J'ai été plusieurs fois auditionné à l'Assemblée nationale et je me réjouis de cette première audition devant une commission sénatoriale, car il est important que les chercheurs publics s'expriment devant les élus. Je crois à l'union de toutes les volontés pour améliorer la situation environnementale. J'ai participé l'an dernier à 84 conférences dans le monde entier, partout l'on me dit que des changements doivent être opérés. C'est d'ailleurs pourquoi j'avais accepté la présidence du Muséum afin de jouer un rôle en 2010 lors de la conférence de l'Organisation des nations unies (ONU) sur la biodiversité. Nous avions à cette occasion formulé trois questions : qu'est-ce que la biodiversité, pourquoi s'en préoccuper et que faire après le 31 décembre 2010 ? Les 25 et 26 janvier 2010, à Paris, à l'Unesco, nous avons dû reconnaître que nous n'avions pas tenu les engagements fixés en 2002 à Johannesburg et, c'est typique de l'homo sapiens, nous avons reporté l'échéance à 2020. Aussi l'ONU a-t-elle consacré la décennie à la biodiversité.
Il nous faut encore réfléchir sur le climat, la transition énergétique, l'eau, la biodiversité. Je me suis beaucoup rapproché du monde de l'entreprise. Nous devons pouvoir tenir un discours commun. Il convient d'aborder ces sujets avec humilité, d'abord, sans croire que l'homme est sorti de la nature, qu'il n'est plus lié aux considérations biologiques communes à toutes les espèces vivantes - nous portons plus de bactéries que nous n'avons de cellules. Le partage, ensuite, est ici essentiel. L'homo erectus a vécu de cueillette et de chasse pendant 600 000 ans à Tautavel sans nuire à la biodiversité parce qu'il restait en communautés d'une vingtaine de personnes ; nous sommes désormais 7 milliards et bientôt 9 et ne partageons pas. Le respect, aussi, est indispensable pour travailler ensemble. Enfin, ce n'est pas l'équilibre qui caractérise la nature : elle change en permanence, mais revient à une harmonie après un traumatisme.
Ma position à la présidence du Muséum m'a mis en contact avec des communautés que je ne voyais pas dans mon laboratoire. Or, lorsque je suis allé au sommet de Rio, j'ai constaté qu'il fallait 2 heures 30 pour aller du forum du monde politique à celui des peuples... Nous nous heurtons en outre au déni et à la triche - les championnes n'atteignent plus les performances réalisées jadis par les sportives est-allemandes. En revanche, dans la réflexion sur la manière de vivre en harmonie, je crois à l'apport des citoyens à la connaissance - nous avons 25 000 acteurs participatifs. Et pour cela, le Muséum s'emploie à restituer cette connaissance, de manière à fidéliser ceux qui la créent en contrepartie d'une meilleure prise en compte des questions environnementales.

● **VOTRE TRAVAIL**
**a)** Traduisez en anglais cette phrase de l'extrait : « Je crois à l'union de toutes les volontés pour améliorer la situation environnementale. »
**b)** Recopiez le passage de l'extrait de « Ma position à » jusqu'à « des questions environnementales. » inclus, en remplaçant « citoyens » par « habitants ».
**c)** Veuillez résumer sous forme de liste le paragraphe de l'extrait qui commence par « Il nous faut encore réfléchir », en gardant ses faits principaux.
Vous n'aurez pas besoin des lignes de données.

● **LIGNES DE DONNÉES**
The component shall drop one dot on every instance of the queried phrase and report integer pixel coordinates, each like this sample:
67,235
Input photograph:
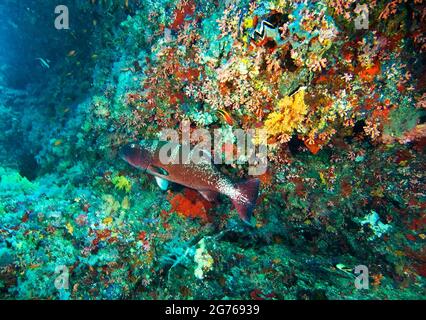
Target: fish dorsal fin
162,183
209,195
159,170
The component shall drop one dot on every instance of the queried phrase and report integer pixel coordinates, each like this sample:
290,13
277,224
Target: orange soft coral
190,204
289,116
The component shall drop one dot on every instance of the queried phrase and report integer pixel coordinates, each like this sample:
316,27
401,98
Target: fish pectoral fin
209,195
162,183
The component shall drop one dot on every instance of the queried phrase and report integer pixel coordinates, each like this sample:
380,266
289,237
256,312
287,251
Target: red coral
190,204
184,10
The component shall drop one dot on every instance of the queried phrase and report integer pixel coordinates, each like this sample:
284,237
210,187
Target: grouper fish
202,176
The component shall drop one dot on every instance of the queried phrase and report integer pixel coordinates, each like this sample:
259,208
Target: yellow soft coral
289,116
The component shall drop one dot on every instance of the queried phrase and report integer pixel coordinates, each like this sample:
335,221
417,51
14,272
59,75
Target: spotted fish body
202,175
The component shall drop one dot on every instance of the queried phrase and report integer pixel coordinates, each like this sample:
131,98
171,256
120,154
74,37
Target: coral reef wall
344,112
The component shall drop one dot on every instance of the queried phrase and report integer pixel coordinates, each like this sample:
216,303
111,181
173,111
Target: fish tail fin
250,191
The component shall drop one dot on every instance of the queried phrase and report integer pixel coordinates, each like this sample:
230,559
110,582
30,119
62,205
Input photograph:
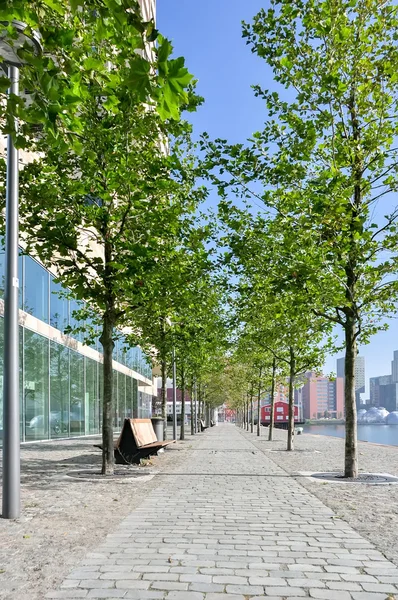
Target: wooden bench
137,440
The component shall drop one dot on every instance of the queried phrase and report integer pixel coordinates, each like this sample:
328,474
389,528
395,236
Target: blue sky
208,34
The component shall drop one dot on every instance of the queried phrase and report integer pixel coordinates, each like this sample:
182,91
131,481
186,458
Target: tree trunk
195,408
192,411
351,446
259,403
200,407
107,343
272,408
290,430
350,325
164,396
182,428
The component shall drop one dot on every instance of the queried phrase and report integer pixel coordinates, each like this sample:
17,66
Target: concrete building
394,368
322,397
384,392
376,386
60,376
359,376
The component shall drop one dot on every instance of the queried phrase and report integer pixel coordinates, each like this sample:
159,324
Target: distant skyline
208,35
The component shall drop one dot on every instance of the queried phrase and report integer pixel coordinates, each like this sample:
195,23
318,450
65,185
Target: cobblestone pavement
232,524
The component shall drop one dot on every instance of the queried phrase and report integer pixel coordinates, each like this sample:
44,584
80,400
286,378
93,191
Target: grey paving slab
231,525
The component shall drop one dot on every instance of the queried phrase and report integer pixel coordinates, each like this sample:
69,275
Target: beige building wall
148,8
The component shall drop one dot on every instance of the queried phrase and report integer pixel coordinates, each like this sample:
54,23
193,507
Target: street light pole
174,396
10,56
11,436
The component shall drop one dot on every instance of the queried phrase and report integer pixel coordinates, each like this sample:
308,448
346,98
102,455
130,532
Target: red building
281,414
322,397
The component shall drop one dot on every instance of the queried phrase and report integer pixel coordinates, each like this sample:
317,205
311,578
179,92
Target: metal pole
11,435
195,407
174,396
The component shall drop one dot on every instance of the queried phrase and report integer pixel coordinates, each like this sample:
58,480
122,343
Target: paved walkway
232,525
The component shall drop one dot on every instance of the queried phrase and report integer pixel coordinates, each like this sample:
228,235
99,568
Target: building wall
61,375
377,397
359,375
148,8
320,396
394,367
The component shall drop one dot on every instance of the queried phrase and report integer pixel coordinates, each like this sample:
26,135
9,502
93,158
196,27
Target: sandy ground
63,517
370,509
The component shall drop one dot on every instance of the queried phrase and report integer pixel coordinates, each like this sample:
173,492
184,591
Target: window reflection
35,390
36,292
76,393
59,390
92,401
59,307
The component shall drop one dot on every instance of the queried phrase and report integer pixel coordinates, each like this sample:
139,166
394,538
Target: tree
326,157
102,210
274,317
79,41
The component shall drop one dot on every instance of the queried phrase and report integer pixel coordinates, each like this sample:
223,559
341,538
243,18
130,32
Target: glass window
92,401
115,407
76,393
36,284
75,306
123,353
121,377
3,273
100,390
115,349
135,398
1,375
35,389
129,397
21,408
59,390
59,307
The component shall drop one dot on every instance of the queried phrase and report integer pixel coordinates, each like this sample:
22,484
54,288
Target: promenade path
232,525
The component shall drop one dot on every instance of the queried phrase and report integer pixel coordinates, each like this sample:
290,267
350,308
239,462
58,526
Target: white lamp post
11,438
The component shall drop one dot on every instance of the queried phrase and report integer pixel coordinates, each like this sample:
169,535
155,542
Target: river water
379,434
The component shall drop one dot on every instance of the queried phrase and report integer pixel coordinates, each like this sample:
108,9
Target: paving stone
246,590
106,594
231,538
185,596
285,592
330,594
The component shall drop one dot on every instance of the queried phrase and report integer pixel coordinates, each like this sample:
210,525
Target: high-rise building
376,392
394,368
359,376
61,376
322,397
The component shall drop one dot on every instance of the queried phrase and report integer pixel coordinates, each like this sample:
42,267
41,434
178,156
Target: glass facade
61,388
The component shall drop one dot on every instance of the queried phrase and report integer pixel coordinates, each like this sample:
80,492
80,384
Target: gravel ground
63,517
370,509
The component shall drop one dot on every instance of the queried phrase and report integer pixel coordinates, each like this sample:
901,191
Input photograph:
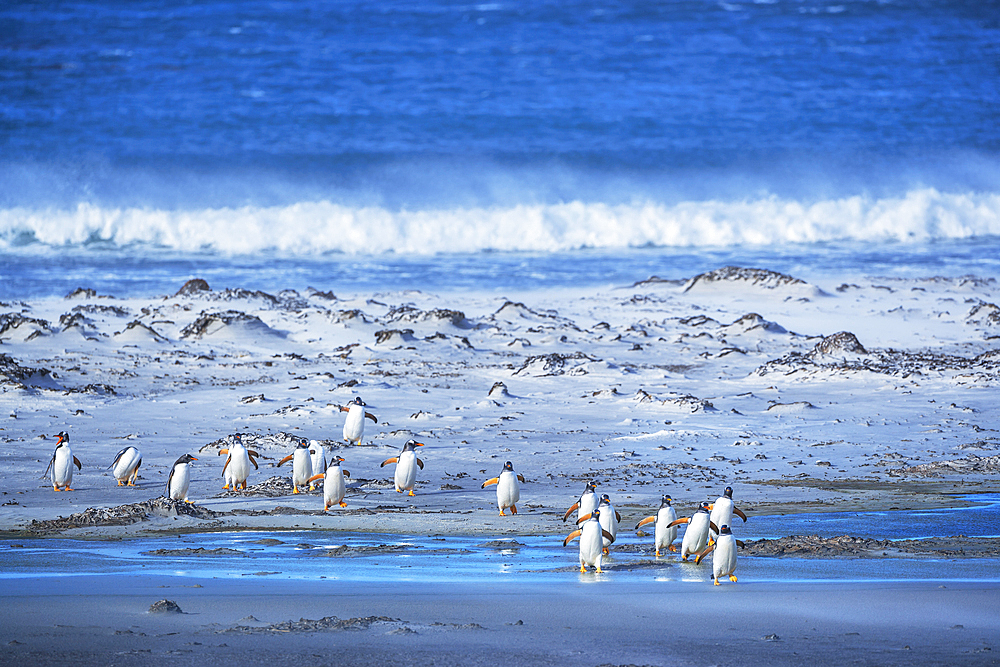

● **VOS RÉPONSES ÉCRITES**
**a)** I believe in the union of all wills to improve the environmental situation.

**b)**
Ma position à la présidence du Muséum m'a mis en contact avec des communautés que je ne voyais pas dans mon laboratoire. Or, lorsque je suis allé au sommet de Rio, j'ai constaté qu'il fallait 2 heures 30 pour aller du forum du monde politique à celui des peuples... Nous nous heurtons en outre au déni et à la triche - les championnes n'atteignent plus les performances réalisées jadis par les sportives est-allemandes. En revanche, dans la réflexion sur la manière de vivre en harmonie, je crois à l'apport des habitants à la connaissance - nous avons 25 000 acteurs participatifs. Et pour cela, le Muséum s'emploie à restituer cette connaissance, de manière à fidéliser ceux qui la créent en contrepartie d'une meilleure prise en compte des questions environnementales.

**c)**
- Sujets de réflexion : le climat, la transition énergétique, l'eau et la biodiversité.
- Rapprochement avec le monde de l'entreprise pour pouvoir tenir un discours commun.
- Humilité : l'homme n'est pas sorti de la nature et reste lié à la biologie commune aux espèces vivantes. Nous portons plus de bactéries que nous n'avons de cellules.
- Partage : l'homo erectus a vécu de cueillette et de chasse pendant 600 000 ans à Tautavel sans nuire à la biodiversité, en communautés d'une vingtaine de personnes. Nous sommes aujourd'hui 7 milliards, bientôt 9, et nous ne partageons pas.
- Respect : il est indispensable pour travailler ensemble.
- La nature ne se caractérise pas par l'équilibre. Elle change en permanence, mais revient à une harmonie après un traumatisme.